- **Excerpt provided**
________________________
Even more troubling, Shalala sat on the board of Lennar Corporation, one of America's largest homebuilders, from 2001 to 2012. Securities and Exchange Commission filings show Shalala earned $113,000 in combined compensation (mostly stock awards) in 2011. To avoid a conflict of interest, the then-University of Miami president left the board in 2012 when Lennar CEO Stuart Miller Was angling to become vice-chair of UM's board. (He became a UM trustee in 2002.) She left UM in 2015 and rejoined the Lennar board two years later.
During the decade Shalala helped lead the company, Lennar played a major role in fueling the global recession. Most obvious, Lennar overbuilt: The mid-2000s housing boom came, in part, because D.R. Horton and Lennar were buying up every tract of land they could and slapping together houses as fast as they could. Miami-Dade County, in particular, got hammered during the Great Recession. A 2009 county report laid bare the obviousness of the overbuilding problem. County economist Robert Cruz wrote that from 2002 to 2007, the county's "vacant and for sale" rate spiked by 52 percent, and a particular construction boom from 2005 to 2007 led to an extremely acute vacancy hike just before the economy crashed.
Between the board engagements, and the speaking gigs to captains of industry as back end payoffs to their political career, is it any wonder that the typical voter does not believe when people like her claim that they will fight for the ordinary person.
________________________
Image segmentation entries:
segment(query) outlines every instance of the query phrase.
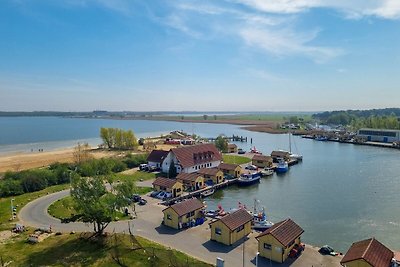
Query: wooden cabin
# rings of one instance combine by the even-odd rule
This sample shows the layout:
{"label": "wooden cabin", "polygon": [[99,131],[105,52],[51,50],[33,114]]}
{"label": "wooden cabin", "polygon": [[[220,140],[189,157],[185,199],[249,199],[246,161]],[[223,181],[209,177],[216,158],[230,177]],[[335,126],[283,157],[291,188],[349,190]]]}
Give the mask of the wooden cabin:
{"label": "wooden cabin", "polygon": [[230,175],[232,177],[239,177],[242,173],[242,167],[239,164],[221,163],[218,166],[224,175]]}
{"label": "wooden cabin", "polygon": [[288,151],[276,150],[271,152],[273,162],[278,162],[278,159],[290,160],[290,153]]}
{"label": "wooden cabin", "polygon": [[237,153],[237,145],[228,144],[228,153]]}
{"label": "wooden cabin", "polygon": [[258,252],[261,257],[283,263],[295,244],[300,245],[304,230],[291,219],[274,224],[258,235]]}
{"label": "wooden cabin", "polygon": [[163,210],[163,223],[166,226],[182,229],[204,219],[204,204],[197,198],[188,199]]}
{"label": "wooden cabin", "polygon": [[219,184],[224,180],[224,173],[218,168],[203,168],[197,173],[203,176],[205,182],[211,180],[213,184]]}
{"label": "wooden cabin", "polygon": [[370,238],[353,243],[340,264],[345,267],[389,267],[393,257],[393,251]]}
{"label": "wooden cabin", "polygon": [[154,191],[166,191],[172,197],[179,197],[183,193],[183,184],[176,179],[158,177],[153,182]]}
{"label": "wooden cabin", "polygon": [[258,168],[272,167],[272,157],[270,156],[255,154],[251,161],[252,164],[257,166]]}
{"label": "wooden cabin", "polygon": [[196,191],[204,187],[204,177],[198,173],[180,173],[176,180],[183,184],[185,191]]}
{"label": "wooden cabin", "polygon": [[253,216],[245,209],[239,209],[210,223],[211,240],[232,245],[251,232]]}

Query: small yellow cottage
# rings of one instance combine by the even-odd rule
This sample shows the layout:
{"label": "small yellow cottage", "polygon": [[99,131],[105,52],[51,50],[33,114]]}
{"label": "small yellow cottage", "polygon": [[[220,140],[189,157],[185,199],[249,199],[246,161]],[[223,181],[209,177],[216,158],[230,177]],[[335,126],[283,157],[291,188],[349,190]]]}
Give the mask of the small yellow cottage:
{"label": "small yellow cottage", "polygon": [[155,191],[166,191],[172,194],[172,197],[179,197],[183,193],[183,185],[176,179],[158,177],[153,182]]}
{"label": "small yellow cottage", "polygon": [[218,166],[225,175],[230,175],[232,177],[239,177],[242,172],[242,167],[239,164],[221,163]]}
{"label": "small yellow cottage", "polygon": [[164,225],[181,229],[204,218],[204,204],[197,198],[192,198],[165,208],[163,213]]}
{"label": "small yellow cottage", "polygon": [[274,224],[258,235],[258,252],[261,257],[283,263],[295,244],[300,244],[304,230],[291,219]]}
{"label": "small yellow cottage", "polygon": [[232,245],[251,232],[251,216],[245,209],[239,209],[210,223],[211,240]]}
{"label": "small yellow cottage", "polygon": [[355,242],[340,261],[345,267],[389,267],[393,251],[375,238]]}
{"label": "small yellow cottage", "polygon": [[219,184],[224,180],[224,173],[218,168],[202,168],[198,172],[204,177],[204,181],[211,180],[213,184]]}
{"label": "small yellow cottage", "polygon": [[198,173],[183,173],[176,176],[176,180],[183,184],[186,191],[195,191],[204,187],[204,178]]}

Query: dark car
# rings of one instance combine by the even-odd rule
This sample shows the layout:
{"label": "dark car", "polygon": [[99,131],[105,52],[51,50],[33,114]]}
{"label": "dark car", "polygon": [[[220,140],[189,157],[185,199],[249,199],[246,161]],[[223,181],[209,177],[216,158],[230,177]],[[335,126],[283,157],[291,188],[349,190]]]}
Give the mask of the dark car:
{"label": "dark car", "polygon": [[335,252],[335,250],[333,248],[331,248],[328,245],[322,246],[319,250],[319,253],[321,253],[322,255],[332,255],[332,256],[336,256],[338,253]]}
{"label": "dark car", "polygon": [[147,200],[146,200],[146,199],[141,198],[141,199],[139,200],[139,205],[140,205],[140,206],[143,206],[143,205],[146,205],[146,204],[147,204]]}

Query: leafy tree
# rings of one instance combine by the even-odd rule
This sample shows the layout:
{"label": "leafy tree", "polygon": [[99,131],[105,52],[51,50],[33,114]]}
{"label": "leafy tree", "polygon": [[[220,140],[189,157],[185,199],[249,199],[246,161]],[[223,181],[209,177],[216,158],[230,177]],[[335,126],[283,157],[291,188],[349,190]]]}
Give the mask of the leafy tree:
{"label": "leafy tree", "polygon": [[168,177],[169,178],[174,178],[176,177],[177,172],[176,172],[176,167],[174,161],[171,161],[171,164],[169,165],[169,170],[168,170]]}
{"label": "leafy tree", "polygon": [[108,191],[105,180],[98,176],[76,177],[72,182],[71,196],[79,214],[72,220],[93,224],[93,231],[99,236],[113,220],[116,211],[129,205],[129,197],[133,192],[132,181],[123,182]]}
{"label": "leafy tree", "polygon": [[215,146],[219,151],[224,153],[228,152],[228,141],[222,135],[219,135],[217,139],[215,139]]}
________________________
- **Task description**
Copy everything in the passage on Shalala and Lennar from "Between the board" down to "the ordinary person.". Work only from the passage on Shalala and Lennar, not the listing.

- **Final result**
Between the board engagements, and the speaking gigs to captains of industry as back end payoffs to their political career, is it any wonder that the typical voter does not believe when people like her claim that they will fight for the ordinary person.